| TASK 1 |
In the ZCAM article below, reproduce the passage from "A pair of former" to "it is taken.", swapping "researchers" for "engineers".
| TASK 2 |
Carry the ZCAM article forward from its final sentence with the next part of the text.

| DOCUMENT TEXT |
══════════════════════════════
ZCAM app brings cryptographic proof to photos for KYC, fraud use cases

The ease and fidelity with which generative AI creates imagery has turned the veracity of what you see online into a slippery slope. The truthfulness of photography is not a new problem but a new app aims to establish cryptographic proof.
A pair of former Google Brain and Nvidia researchers have launched a new cryptographic camera system to prove whether a photo is genuine at the moment it is taken.
San Francisco–based cryptography startup Succinct has unveiled ZCAM, a free iOS camera app and developer SDK that embeds a cryptographic proof into every image at capture.
Alongside the app, Succinct is releasing a developer SDK that allows platforms to integrate provable image capture into their own workflows. The company notes in its announcement that potential applications include insurance claims, delivery confirmation, marketplace disputes, newsroom sourcing, age verification and expense reporting.
══════════════════════════════
| DATASET |
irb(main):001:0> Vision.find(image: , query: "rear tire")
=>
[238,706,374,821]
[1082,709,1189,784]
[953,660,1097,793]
══════════════════════════════
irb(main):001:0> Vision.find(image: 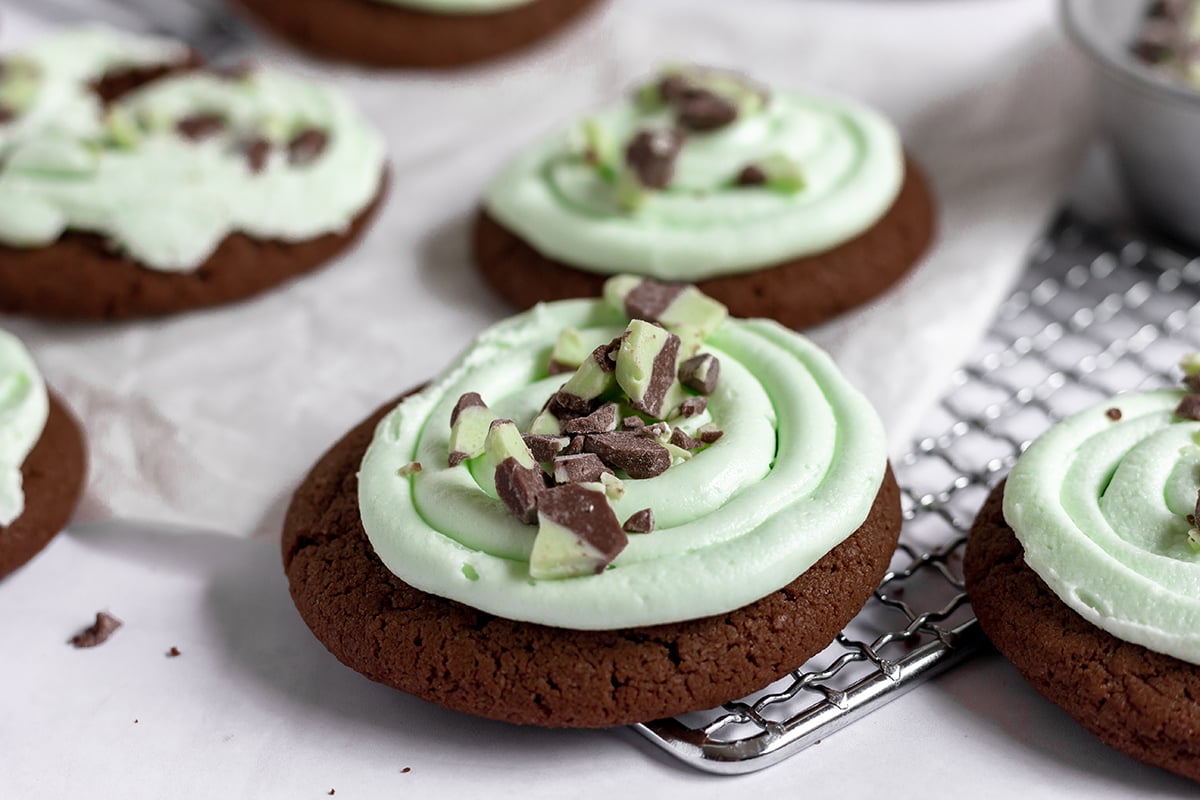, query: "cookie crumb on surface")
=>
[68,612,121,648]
══════════════════════════════
| ANSWER SPACE 1 |
A pair of former Google Brain and Nvidia engineers have launched a new cryptographic camera system to prove whether a photo is genuine at the moment it is taken.

| ANSWER SPACE 2 |
The company points to recent incidents, such as a DoorDash driver banned for submitting an AI‑generated delivery photo, as examples of fraud the SDK could prevent.
Fraudulent delivery driver accounts have also been a problem for the gig economy, despite delivery drivers having to complete biometric KYC checks.
This suggests another potentially major use case for Succint’s new cryptographic camera in taking trustworthy photographs that could provide protection against deepfakes and biometric injection attacks in KYC processes more generally.
Instagram head Adam Mosseri has publicly said cryptographic content signing will be necessary to address AI‑generated media. The EU AI Act’s draft Code of Practice, enforceable from August, calls for multilayered provenance systems that include cryptographic proofs embedded into content.
Succinct was founded by Uma Roy, a former Google Brain researcher who trained large language and generative AI systems, and John Guibas, a former Nvidia engineer who worked on foundation models.
“Right now, a war correspondent and a teenager with a prompt can produce the same JPEG,” says Roy, cofounder and CEO of Succint. “ZCAM embeds a cryptographic proof at capture that editing, screenshotting, or resharing won’t remove. You don’t have to trust the source, because you can verify the math.”
The launch comes days after OpenAI released ChatGPT Images 2.0, which further blurred the line between synthetic and real photography.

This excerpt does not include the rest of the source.